TASK DETAILS: Could you restate word for word each line from the top of the listing below through the line containing "Query: bare tree"? Keep the pictures out.

THE RECORDS:
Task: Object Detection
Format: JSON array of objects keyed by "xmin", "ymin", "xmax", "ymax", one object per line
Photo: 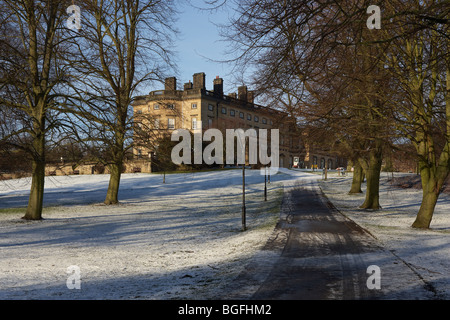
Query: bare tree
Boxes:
[
  {"xmin": 0, "ymin": 0, "xmax": 71, "ymax": 220},
  {"xmin": 61, "ymin": 0, "xmax": 178, "ymax": 205},
  {"xmin": 221, "ymin": 0, "xmax": 395, "ymax": 209},
  {"xmin": 220, "ymin": 0, "xmax": 449, "ymax": 224},
  {"xmin": 381, "ymin": 0, "xmax": 449, "ymax": 228}
]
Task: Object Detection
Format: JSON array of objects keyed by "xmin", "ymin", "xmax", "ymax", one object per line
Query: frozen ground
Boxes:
[
  {"xmin": 1, "ymin": 169, "xmax": 449, "ymax": 300},
  {"xmin": 0, "ymin": 168, "xmax": 314, "ymax": 300},
  {"xmin": 318, "ymin": 172, "xmax": 450, "ymax": 299}
]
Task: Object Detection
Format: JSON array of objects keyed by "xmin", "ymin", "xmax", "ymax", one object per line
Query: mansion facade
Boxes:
[{"xmin": 132, "ymin": 72, "xmax": 345, "ymax": 171}]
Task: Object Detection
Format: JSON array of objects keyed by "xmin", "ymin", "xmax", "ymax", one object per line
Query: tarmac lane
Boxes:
[{"xmin": 226, "ymin": 178, "xmax": 437, "ymax": 300}]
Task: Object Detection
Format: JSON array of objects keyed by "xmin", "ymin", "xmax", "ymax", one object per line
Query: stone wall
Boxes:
[{"xmin": 45, "ymin": 160, "xmax": 151, "ymax": 176}]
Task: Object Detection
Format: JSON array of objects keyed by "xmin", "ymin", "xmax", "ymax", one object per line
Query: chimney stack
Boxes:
[
  {"xmin": 184, "ymin": 80, "xmax": 193, "ymax": 91},
  {"xmin": 238, "ymin": 85, "xmax": 248, "ymax": 102},
  {"xmin": 193, "ymin": 72, "xmax": 206, "ymax": 90},
  {"xmin": 165, "ymin": 77, "xmax": 177, "ymax": 92},
  {"xmin": 247, "ymin": 91, "xmax": 254, "ymax": 104},
  {"xmin": 213, "ymin": 76, "xmax": 223, "ymax": 96}
]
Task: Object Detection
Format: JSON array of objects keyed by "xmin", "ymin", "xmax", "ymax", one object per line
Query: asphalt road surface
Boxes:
[{"xmin": 224, "ymin": 179, "xmax": 436, "ymax": 300}]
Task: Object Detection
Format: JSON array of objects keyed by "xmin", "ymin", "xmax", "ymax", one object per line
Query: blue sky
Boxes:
[{"xmin": 169, "ymin": 2, "xmax": 238, "ymax": 94}]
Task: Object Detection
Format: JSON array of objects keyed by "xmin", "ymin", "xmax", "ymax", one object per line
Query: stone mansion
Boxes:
[{"xmin": 131, "ymin": 72, "xmax": 346, "ymax": 171}]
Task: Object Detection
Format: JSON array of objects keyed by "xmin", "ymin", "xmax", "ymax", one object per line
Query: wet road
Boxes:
[
  {"xmin": 224, "ymin": 179, "xmax": 436, "ymax": 300},
  {"xmin": 252, "ymin": 179, "xmax": 384, "ymax": 299}
]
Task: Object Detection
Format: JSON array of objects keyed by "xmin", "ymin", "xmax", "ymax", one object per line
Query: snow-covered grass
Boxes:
[
  {"xmin": 2, "ymin": 168, "xmax": 449, "ymax": 299},
  {"xmin": 0, "ymin": 169, "xmax": 311, "ymax": 300},
  {"xmin": 318, "ymin": 173, "xmax": 450, "ymax": 299}
]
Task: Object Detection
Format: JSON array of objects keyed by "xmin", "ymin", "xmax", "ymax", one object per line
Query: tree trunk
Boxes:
[
  {"xmin": 359, "ymin": 147, "xmax": 382, "ymax": 210},
  {"xmin": 22, "ymin": 132, "xmax": 46, "ymax": 220},
  {"xmin": 412, "ymin": 183, "xmax": 439, "ymax": 229},
  {"xmin": 22, "ymin": 111, "xmax": 46, "ymax": 220},
  {"xmin": 360, "ymin": 166, "xmax": 381, "ymax": 209},
  {"xmin": 104, "ymin": 161, "xmax": 122, "ymax": 205},
  {"xmin": 349, "ymin": 161, "xmax": 364, "ymax": 194},
  {"xmin": 22, "ymin": 158, "xmax": 46, "ymax": 220},
  {"xmin": 412, "ymin": 154, "xmax": 449, "ymax": 228}
]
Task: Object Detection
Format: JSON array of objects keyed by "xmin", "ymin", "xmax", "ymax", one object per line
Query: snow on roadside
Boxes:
[
  {"xmin": 318, "ymin": 173, "xmax": 450, "ymax": 299},
  {"xmin": 0, "ymin": 169, "xmax": 304, "ymax": 300},
  {"xmin": 6, "ymin": 169, "xmax": 446, "ymax": 300}
]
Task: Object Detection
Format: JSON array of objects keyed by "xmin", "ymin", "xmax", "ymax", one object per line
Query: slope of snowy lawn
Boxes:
[
  {"xmin": 318, "ymin": 173, "xmax": 450, "ymax": 299},
  {"xmin": 0, "ymin": 169, "xmax": 314, "ymax": 299}
]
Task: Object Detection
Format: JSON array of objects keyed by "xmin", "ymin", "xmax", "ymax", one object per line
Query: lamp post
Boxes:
[
  {"xmin": 264, "ymin": 166, "xmax": 267, "ymax": 201},
  {"xmin": 242, "ymin": 162, "xmax": 246, "ymax": 231},
  {"xmin": 236, "ymin": 131, "xmax": 247, "ymax": 231}
]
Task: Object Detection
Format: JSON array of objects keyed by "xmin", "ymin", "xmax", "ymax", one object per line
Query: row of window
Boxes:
[
  {"xmin": 153, "ymin": 104, "xmax": 175, "ymax": 110},
  {"xmin": 150, "ymin": 117, "xmax": 269, "ymax": 131},
  {"xmin": 151, "ymin": 118, "xmax": 201, "ymax": 130},
  {"xmin": 138, "ymin": 103, "xmax": 273, "ymax": 126},
  {"xmin": 150, "ymin": 118, "xmax": 175, "ymax": 130},
  {"xmin": 135, "ymin": 104, "xmax": 175, "ymax": 113},
  {"xmin": 143, "ymin": 103, "xmax": 194, "ymax": 111},
  {"xmin": 207, "ymin": 104, "xmax": 271, "ymax": 125}
]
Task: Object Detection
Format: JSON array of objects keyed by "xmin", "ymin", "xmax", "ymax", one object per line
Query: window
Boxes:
[
  {"xmin": 192, "ymin": 118, "xmax": 197, "ymax": 130},
  {"xmin": 208, "ymin": 104, "xmax": 214, "ymax": 111},
  {"xmin": 239, "ymin": 112, "xmax": 244, "ymax": 119},
  {"xmin": 154, "ymin": 104, "xmax": 160, "ymax": 110},
  {"xmin": 221, "ymin": 107, "xmax": 227, "ymax": 114},
  {"xmin": 191, "ymin": 103, "xmax": 197, "ymax": 109},
  {"xmin": 247, "ymin": 114, "xmax": 252, "ymax": 121},
  {"xmin": 167, "ymin": 104, "xmax": 175, "ymax": 110},
  {"xmin": 154, "ymin": 118, "xmax": 160, "ymax": 129},
  {"xmin": 254, "ymin": 116, "xmax": 259, "ymax": 122},
  {"xmin": 208, "ymin": 118, "xmax": 213, "ymax": 128},
  {"xmin": 230, "ymin": 109, "xmax": 235, "ymax": 117},
  {"xmin": 136, "ymin": 109, "xmax": 142, "ymax": 114},
  {"xmin": 168, "ymin": 118, "xmax": 175, "ymax": 129},
  {"xmin": 270, "ymin": 119, "xmax": 273, "ymax": 125},
  {"xmin": 262, "ymin": 118, "xmax": 267, "ymax": 124}
]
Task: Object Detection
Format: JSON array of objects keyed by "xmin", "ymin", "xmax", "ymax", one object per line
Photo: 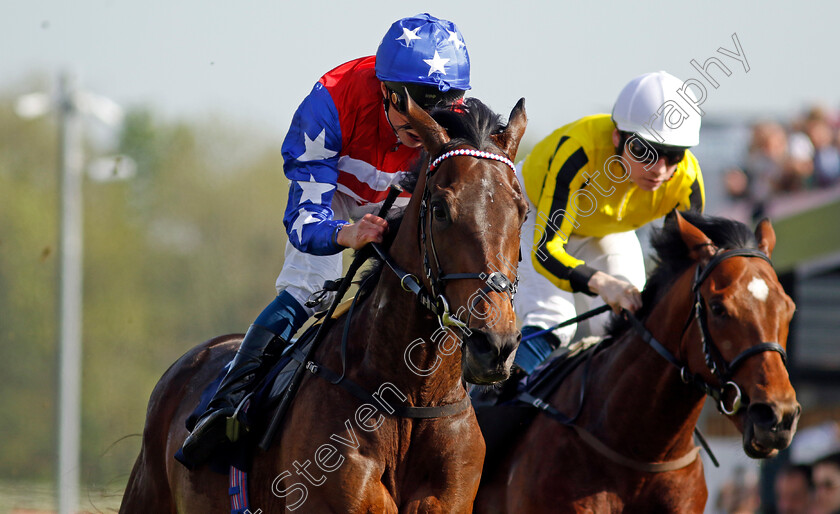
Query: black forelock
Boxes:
[{"xmin": 430, "ymin": 97, "xmax": 507, "ymax": 154}]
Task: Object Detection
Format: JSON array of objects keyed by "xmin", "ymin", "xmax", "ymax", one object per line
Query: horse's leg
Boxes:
[
  {"xmin": 249, "ymin": 458, "xmax": 400, "ymax": 513},
  {"xmin": 120, "ymin": 442, "xmax": 175, "ymax": 514},
  {"xmin": 121, "ymin": 337, "xmax": 240, "ymax": 513},
  {"xmin": 398, "ymin": 415, "xmax": 485, "ymax": 514}
]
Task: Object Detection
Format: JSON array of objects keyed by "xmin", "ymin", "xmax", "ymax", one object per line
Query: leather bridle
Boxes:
[
  {"xmin": 376, "ymin": 147, "xmax": 521, "ymax": 332},
  {"xmin": 629, "ymin": 248, "xmax": 787, "ymax": 415}
]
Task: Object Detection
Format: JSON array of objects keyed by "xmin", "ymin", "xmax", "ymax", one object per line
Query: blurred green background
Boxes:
[{"xmin": 1, "ymin": 80, "xmax": 291, "ymax": 501}]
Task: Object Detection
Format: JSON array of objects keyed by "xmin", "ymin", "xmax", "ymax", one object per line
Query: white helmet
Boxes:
[{"xmin": 612, "ymin": 71, "xmax": 701, "ymax": 147}]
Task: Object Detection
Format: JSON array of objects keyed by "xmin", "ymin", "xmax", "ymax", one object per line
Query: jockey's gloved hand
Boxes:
[
  {"xmin": 336, "ymin": 214, "xmax": 388, "ymax": 250},
  {"xmin": 587, "ymin": 271, "xmax": 642, "ymax": 314}
]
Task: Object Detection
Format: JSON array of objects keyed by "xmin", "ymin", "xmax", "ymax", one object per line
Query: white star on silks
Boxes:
[
  {"xmin": 447, "ymin": 30, "xmax": 465, "ymax": 49},
  {"xmin": 290, "ymin": 208, "xmax": 320, "ymax": 242},
  {"xmin": 396, "ymin": 26, "xmax": 422, "ymax": 46},
  {"xmin": 423, "ymin": 51, "xmax": 449, "ymax": 76},
  {"xmin": 297, "ymin": 175, "xmax": 335, "ymax": 205},
  {"xmin": 297, "ymin": 129, "xmax": 338, "ymax": 162}
]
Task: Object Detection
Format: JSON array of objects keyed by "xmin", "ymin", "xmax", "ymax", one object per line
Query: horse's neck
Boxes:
[
  {"xmin": 575, "ymin": 270, "xmax": 706, "ymax": 461},
  {"xmin": 348, "ymin": 195, "xmax": 464, "ymax": 407}
]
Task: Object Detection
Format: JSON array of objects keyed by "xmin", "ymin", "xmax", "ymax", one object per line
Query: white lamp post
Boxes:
[{"xmin": 17, "ymin": 71, "xmax": 126, "ymax": 514}]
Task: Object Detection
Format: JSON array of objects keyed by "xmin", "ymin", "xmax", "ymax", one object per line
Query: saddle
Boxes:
[{"xmin": 177, "ymin": 299, "xmax": 355, "ymax": 474}]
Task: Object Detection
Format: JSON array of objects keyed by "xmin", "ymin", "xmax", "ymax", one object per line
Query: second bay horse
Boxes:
[{"xmin": 475, "ymin": 211, "xmax": 800, "ymax": 513}]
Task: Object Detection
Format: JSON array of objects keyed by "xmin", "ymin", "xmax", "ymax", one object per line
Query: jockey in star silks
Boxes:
[
  {"xmin": 181, "ymin": 13, "xmax": 471, "ymax": 465},
  {"xmin": 512, "ymin": 71, "xmax": 706, "ymax": 374}
]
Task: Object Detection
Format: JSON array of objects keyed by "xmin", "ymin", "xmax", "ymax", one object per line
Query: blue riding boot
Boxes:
[
  {"xmin": 514, "ymin": 325, "xmax": 562, "ymax": 374},
  {"xmin": 180, "ymin": 290, "xmax": 308, "ymax": 466}
]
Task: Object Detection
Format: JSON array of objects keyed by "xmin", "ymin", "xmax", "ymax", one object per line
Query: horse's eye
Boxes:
[
  {"xmin": 432, "ymin": 203, "xmax": 448, "ymax": 222},
  {"xmin": 709, "ymin": 301, "xmax": 727, "ymax": 318}
]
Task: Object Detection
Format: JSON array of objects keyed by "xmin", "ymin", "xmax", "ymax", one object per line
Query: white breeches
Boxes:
[{"xmin": 513, "ymin": 201, "xmax": 647, "ymax": 345}]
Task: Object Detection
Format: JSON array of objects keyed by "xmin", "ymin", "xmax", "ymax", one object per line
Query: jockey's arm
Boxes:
[
  {"xmin": 280, "ymin": 83, "xmax": 350, "ymax": 256},
  {"xmin": 528, "ymin": 135, "xmax": 599, "ymax": 294},
  {"xmin": 528, "ymin": 133, "xmax": 643, "ymax": 314}
]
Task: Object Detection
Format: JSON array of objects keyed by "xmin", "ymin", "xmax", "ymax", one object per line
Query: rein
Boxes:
[
  {"xmin": 314, "ymin": 148, "xmax": 519, "ymax": 416},
  {"xmin": 417, "ymin": 147, "xmax": 519, "ymax": 330},
  {"xmin": 263, "ymin": 148, "xmax": 520, "ymax": 443},
  {"xmin": 517, "ymin": 247, "xmax": 787, "ymax": 472},
  {"xmin": 634, "ymin": 248, "xmax": 787, "ymax": 415}
]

FINISHED TASK:
Task: Object Detection
Format: JSON array of objects keyed by "xmin", "ymin", "xmax", "ymax", one object per line
Photo: 
Query: bare tree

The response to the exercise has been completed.